PROBLEM REQUIREMENTS:
Among the lines below, tally those holding the string "suit" and give the total only.

EXTRACTED DATA below:

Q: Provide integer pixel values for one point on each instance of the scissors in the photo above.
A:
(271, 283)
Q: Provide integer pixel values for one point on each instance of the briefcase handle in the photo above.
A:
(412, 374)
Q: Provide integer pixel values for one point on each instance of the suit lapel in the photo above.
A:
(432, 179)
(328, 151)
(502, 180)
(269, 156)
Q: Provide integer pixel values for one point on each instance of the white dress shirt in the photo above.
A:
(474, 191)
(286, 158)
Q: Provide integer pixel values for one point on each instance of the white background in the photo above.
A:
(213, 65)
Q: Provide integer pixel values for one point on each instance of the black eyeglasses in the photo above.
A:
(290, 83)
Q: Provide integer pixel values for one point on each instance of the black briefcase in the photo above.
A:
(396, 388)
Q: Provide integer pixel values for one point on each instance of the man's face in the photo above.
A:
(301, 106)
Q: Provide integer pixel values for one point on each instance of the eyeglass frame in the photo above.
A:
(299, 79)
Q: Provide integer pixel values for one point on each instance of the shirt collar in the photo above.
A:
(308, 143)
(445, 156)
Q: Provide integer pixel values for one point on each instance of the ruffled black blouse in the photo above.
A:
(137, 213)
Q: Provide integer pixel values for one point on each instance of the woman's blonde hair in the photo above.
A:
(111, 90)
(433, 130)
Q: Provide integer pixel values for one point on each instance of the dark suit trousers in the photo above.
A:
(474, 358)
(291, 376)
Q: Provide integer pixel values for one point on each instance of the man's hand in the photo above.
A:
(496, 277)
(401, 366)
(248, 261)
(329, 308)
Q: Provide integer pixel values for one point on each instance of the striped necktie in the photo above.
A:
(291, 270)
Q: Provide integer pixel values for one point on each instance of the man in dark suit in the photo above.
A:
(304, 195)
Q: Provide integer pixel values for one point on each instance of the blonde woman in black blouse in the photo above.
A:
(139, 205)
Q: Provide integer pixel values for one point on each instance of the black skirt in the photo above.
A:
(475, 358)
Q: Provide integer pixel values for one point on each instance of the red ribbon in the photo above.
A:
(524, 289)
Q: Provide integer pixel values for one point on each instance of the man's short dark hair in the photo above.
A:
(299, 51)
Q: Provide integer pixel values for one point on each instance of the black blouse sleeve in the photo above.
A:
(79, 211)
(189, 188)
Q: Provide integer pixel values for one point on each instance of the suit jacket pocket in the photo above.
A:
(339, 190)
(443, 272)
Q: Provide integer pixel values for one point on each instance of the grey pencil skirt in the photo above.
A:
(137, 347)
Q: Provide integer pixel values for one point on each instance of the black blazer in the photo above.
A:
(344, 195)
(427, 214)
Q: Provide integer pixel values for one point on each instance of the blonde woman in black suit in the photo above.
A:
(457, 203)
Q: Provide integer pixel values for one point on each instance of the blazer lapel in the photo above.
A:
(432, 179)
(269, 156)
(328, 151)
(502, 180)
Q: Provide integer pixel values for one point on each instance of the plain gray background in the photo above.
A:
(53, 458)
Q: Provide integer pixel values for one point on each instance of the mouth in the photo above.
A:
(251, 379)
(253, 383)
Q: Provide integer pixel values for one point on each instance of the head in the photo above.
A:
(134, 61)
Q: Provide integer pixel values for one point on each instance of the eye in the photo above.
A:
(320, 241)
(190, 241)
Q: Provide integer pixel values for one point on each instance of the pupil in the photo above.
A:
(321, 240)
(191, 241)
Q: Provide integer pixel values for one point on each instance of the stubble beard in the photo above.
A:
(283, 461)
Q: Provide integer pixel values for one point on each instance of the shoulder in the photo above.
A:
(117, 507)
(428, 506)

End of EXTRACTED DATA.

RESPONSE TO THE EXERCISE:
5